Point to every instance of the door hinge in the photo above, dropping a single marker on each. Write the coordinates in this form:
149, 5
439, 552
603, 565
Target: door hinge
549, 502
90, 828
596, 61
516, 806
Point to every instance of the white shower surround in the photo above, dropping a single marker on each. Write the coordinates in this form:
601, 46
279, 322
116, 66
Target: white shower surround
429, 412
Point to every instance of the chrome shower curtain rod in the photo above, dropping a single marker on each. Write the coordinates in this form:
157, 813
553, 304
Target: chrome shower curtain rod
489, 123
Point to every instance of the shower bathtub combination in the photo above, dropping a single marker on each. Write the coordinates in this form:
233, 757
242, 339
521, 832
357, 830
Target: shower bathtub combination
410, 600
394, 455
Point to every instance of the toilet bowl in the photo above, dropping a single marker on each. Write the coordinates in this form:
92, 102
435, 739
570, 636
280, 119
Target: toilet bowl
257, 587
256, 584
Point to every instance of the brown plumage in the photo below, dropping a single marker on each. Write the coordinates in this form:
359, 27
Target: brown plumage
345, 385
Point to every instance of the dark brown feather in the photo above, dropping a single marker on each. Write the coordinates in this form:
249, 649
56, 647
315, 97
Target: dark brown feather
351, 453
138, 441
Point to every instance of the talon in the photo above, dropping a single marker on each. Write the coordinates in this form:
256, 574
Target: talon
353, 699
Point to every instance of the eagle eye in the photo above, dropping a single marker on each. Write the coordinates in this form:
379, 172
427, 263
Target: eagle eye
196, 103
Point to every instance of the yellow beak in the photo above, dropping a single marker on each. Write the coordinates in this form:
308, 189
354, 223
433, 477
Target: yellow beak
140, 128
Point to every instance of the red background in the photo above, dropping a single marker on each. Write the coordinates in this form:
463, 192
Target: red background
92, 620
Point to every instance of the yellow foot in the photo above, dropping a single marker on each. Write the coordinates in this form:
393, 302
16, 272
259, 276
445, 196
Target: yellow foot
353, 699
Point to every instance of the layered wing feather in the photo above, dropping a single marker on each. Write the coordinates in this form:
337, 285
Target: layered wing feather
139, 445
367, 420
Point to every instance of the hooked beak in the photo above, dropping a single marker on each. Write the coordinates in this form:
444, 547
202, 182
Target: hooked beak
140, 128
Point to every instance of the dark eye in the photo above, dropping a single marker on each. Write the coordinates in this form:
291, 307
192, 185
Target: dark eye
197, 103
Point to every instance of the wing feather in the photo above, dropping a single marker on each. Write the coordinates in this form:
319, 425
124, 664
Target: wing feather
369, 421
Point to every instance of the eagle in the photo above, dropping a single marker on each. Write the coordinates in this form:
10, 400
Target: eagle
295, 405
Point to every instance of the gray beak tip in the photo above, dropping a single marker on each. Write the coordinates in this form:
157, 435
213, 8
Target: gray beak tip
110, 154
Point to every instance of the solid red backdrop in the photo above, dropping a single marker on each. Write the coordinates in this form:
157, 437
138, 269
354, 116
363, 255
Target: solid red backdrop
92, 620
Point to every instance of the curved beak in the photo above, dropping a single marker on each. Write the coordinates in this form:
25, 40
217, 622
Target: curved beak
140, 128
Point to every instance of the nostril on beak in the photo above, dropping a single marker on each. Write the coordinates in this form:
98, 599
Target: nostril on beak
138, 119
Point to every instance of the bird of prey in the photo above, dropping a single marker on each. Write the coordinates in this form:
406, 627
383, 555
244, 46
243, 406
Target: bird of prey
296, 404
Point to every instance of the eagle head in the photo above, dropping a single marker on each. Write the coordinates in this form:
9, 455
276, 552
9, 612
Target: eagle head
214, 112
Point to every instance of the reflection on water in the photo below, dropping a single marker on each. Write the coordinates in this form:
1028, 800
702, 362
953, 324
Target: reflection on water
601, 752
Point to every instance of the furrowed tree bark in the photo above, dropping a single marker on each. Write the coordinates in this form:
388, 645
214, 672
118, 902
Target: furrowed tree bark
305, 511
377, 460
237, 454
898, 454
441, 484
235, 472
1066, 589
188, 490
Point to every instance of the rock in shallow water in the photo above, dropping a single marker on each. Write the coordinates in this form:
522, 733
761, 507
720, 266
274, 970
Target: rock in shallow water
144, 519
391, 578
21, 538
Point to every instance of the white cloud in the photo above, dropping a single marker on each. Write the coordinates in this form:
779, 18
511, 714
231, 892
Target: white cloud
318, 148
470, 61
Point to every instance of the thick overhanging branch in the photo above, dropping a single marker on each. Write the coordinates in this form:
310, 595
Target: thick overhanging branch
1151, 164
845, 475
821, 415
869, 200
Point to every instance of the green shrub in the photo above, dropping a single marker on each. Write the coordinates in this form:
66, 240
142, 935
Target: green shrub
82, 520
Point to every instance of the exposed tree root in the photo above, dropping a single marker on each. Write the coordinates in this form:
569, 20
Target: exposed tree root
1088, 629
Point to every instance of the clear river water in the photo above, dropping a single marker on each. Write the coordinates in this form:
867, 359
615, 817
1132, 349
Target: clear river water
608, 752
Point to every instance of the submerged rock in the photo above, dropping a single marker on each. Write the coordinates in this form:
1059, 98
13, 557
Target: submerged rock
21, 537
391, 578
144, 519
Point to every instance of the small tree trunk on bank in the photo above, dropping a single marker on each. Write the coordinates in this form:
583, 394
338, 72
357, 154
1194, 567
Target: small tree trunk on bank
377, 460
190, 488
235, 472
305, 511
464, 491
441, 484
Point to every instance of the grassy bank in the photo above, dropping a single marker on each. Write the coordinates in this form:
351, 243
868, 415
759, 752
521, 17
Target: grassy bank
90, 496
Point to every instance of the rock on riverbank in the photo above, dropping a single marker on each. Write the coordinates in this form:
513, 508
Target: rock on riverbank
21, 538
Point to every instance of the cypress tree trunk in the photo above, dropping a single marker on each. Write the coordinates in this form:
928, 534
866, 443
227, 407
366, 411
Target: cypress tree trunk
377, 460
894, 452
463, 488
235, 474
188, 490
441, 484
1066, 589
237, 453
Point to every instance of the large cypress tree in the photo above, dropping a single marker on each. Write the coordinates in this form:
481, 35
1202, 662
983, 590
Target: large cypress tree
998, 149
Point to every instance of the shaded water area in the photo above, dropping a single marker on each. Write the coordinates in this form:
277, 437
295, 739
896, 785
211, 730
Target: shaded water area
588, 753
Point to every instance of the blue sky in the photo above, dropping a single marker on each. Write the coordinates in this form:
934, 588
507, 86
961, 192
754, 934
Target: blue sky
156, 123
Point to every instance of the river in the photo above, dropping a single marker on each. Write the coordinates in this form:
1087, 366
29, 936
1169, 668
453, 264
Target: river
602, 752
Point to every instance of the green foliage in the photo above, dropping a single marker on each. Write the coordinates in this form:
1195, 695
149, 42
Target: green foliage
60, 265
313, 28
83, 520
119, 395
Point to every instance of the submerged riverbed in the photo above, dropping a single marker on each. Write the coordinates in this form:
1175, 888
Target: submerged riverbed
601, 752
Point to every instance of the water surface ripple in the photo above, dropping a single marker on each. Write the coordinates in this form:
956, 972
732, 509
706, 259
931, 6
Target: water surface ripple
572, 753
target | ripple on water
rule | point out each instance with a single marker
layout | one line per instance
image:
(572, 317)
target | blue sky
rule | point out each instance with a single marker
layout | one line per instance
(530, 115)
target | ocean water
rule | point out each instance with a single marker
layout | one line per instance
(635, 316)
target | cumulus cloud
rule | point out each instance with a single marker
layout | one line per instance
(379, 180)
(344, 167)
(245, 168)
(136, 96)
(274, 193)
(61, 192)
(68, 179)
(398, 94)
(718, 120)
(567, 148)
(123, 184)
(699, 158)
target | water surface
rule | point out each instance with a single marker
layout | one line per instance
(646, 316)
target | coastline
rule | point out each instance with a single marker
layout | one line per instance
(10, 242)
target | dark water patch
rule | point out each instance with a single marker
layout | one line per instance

_____

→ YOUR GOAL: From the line that contains "Point to every instance of the river" to the last line of the material above, repeat every line exactly, keeping both the first and the last.

→ WORKED ANSWER:
Point to every instance of the river in the photo above, dropping a single marker on each. Write the coordinates in this form:
1087, 366
29, 936
1169, 668
453, 264
Target: river
602, 752
Point to every instance of the green foliage in the photo above, dropping a single marker on each. Write the coordinates in this form:
1195, 695
149, 42
Target: green foliage
60, 265
313, 28
83, 520
119, 395
Point to every instance of the submerged riverbed in the photo above, dropping a single marker on each. Write the coordinates in this form:
1175, 888
Target: submerged riverbed
601, 752
Point to every instance of the water surface ripple in the photo above, dropping a single marker on each. Write the coordinates in this form:
956, 972
732, 509
706, 259
931, 6
Target: water surface ripple
572, 753
target | ripple on water
rule | point out each instance with a single marker
layout | one line per instance
image:
(572, 317)
target | blue sky
rule | point out each instance with a single marker
layout | one line per instance
(530, 115)
target | ocean water
rule | point out each instance with a single marker
layout | one line per instance
(635, 316)
target | cumulus cloud
rule | point out each instance with a single marker
layout | one line per instance
(379, 180)
(344, 167)
(245, 168)
(136, 96)
(274, 193)
(61, 192)
(68, 179)
(398, 94)
(718, 120)
(567, 148)
(123, 184)
(699, 158)
target | water surface
rule | point out each instance with a single marker
layout | one line per instance
(646, 316)
target | coastline
rule | point out each instance with a single marker
layout | one line per instance
(10, 242)
target | dark water patch
rule | point out each instance with a single marker
layout | one line per instance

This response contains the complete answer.